Читать книгу Мужские откровения - Юрий Грымов - Страница 6
Вполоборота
Про борщ, женские прокладки и загадочную русскую душу
ОглавлениеЗанимаясь рекламой в тот период, когда ее почти не было, я еще не осознавал, какие мы счастливые люди. Снимая по наитию, радуя заказчика и зрителя и поднимая при этом продажи, мы радовались сами: мы занимались интересным делом, настоящим творчеством. Мы были близки к советскому кинематографу, питались его идеями. Слова «креатив» тогда еще просто не существовало. Вместо него было слово «сценарий». Не было «клипмейкеров», были режиссеры. До сих пор считаю, что такой профессии – клипмейкер – нет. Клипмейкеры – это те, кто работает на создании клипа. А это и режиссер, и сценарист, и костюмер, и водитель. Есть профессии режиссера, сценариста, актера, драматурга.
Выросшие на отечественном кино, мы, конечно, поглядывали на Запад. Нам тогда казалось, что совершенство – оно где-то там, далекое и труднодостижимое. Мы продолжали так думать, даже когда многие из нас завоевали признание на этом самом Западе и стали получать самые высокие награды профессиональных международных конкурсов. И вот, в России появился Procter & Gamble. Появился на фоне ощущения, что на рынок пришел мегазаказчик с гигантскими бюджетами и высочайшим уровнем качества. И, когда мне предложили поработать с этой компанией, я, конечно, согласился. Забегая вперед, скажу, что этот опыт был первым серьезным поводом задуматься над тем, чтобы из рекламы уйти.
В общем, знакомимся мы с американскими продюсерами, начинаем работать. Задача – снять ролик про стиральный порошок. Работа начинается с брифинга. Это было для меня ново – и само это слово, и такая схема, вообще. В комнате собираются человек десять-двенадцать. Сюжет – герой ролика пачкает рубашку на кухне. Предмет обсуждения – рубашка героя, которая должна быть испачкана, причем испачкана именно борщом. Borsch, Vodka, Balalayka – это было практически «за веру, царя и Отечество», в понимании наших зарубежных коллег.

Задания —
1. Перечислите все профессии, которые названы в предложении «Есть профессии режиссера, сценариста, актера, драматурга» из отрывка о работе в рекламе.
2. Процитируйте отрывок о работе в рекламе слово в слово: от «В общем, знакомимся» до «наших зарубежных коллег.» включительно.
3. Продолжите рассказ о съемке ролика про стиральный порошок: напишите, что было дальше после последнего предложения.

Материал —

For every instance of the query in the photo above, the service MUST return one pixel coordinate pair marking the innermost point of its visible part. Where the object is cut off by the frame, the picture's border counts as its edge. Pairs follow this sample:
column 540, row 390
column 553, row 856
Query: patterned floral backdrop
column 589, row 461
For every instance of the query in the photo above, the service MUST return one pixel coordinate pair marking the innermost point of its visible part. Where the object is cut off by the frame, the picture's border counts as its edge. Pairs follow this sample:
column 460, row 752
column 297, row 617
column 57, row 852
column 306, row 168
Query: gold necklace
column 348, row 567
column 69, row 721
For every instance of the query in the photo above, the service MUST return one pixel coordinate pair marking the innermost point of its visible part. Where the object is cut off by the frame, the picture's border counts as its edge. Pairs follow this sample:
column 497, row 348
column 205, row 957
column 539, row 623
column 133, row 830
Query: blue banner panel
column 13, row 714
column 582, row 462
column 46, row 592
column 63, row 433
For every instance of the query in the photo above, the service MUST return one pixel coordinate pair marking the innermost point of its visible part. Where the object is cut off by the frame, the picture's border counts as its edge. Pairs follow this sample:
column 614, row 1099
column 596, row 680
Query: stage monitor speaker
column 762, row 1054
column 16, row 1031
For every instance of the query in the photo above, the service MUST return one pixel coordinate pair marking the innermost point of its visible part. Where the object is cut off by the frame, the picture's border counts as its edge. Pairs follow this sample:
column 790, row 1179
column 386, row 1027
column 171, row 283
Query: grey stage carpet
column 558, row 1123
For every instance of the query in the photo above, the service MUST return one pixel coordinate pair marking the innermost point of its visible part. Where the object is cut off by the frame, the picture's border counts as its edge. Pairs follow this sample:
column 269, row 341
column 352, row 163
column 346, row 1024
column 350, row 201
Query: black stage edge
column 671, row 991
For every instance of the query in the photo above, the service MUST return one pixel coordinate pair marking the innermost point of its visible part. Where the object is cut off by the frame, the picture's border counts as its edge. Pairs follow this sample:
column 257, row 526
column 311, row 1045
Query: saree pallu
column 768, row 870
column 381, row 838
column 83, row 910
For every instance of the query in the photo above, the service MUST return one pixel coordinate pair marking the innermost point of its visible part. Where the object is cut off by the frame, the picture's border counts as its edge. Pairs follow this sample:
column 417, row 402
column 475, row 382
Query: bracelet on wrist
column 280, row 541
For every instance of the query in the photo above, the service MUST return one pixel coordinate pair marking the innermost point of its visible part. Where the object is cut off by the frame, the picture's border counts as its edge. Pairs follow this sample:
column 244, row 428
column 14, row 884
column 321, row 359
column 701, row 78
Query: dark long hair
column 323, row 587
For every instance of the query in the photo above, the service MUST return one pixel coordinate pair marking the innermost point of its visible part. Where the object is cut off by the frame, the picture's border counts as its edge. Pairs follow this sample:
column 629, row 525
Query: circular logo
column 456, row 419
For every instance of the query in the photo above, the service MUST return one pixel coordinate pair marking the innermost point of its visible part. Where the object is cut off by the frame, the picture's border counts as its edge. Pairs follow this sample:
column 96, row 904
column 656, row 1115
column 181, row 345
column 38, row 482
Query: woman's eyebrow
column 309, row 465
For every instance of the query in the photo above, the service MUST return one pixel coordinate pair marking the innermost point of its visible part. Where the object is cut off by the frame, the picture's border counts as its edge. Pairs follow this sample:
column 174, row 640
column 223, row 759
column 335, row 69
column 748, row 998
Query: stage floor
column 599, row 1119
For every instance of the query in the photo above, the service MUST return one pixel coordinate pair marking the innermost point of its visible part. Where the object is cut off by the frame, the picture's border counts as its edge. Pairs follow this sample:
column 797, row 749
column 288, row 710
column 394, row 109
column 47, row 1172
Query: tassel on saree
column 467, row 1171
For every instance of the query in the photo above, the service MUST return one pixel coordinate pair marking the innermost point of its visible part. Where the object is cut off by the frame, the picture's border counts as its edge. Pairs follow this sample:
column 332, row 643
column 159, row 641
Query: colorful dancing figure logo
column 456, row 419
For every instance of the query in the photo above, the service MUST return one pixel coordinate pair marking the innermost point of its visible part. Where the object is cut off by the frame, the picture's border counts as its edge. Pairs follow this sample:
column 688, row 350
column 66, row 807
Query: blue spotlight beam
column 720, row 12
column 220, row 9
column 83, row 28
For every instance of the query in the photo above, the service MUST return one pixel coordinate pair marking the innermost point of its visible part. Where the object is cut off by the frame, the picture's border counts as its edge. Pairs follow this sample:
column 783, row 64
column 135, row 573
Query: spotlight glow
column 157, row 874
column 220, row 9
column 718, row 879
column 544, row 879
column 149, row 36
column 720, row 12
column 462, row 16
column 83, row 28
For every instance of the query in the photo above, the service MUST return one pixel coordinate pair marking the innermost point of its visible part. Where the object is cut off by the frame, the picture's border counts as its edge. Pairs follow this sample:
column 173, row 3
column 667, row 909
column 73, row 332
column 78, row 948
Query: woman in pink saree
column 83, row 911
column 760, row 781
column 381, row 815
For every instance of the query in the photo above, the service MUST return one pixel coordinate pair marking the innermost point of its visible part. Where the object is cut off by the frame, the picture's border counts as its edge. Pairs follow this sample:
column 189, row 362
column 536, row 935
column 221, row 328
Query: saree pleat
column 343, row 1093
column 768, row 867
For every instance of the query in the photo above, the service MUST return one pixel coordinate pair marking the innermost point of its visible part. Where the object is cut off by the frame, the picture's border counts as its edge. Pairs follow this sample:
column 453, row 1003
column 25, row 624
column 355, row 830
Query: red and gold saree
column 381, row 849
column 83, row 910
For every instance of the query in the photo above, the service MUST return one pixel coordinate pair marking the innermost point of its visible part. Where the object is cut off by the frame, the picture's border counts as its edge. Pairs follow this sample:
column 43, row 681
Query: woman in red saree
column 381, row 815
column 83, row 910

Ответы —
1. режиссер, сценарист, актер, драматург

2.
В общем, знакомимся мы с американскими продюсерами, начинаем работать. Задача – снять ролик про стиральный порошок. Работа начинается с брифинга. Это было для меня ново – и само это слово, и такая схема, вообще. В комнате собираются человек десять-двенадцать. Сюжет – герой ролика пачкает рубашку на кухне. Предмет обсуждения – рубашка героя, которая должна быть испачкана, причем испачкана именно борщом. Borsch, Vodka, Balalayka – это было практически «за веру, царя и Отечество», в понимании наших зарубежных коллег.

3.
Два часа (!) они рассказывали нам, что этот борщ должен быть настоящим, что он должен быть со свининой, а ни в коем случае не с говядиной или – Боже упаси! – с бараниной. Нам показали формулу – рецептуру этого идеального рекламного борща, с расписанным количеством ингредиентов. Мы кивали головами, делали вид, что что-то записываем, дружно не понимая, зачем так долго об этом говорить. Дальше нам предстояло решить, в каком месте должна была быть испачкана рубашка. Американцы попытались вовлечь в это обсуждение нас. Ну как же: обязательно нужно учитывать национальный менталитет. И тут перед всеми нами открылась бездна, которая разделяет сознание американца и русского.
– Где должна быть испачкана рубашка? Ну, на груди, естественно! Человек пробует борщ, капает себе на грудь. Если человек плотного телосложения – на живот. – Такую коллективную версию выдвинули мы, русские.
– Нет, – ответили нам американские продюсеры. – Наши исследования на двадцати фокус-группах, которые мы провели в Америке и потом проверили во многих других странах мира, показали, что в первую очередь пачкаются манжеты.
Пока они демонстрировали нам какие-то графики и диаграммы, я честно пытался представить себе – как надо готовить или как вести себя за столом, чтобы испачкать манжету. Не смог. Следующие два часа мы знакомились с результатами исследований и слушали лекцию про манжеты, обсуждали оптимальный диаметр пятна, его цвет. В какой-то момент я решил снова привнести в обсуждение рациональное зерно.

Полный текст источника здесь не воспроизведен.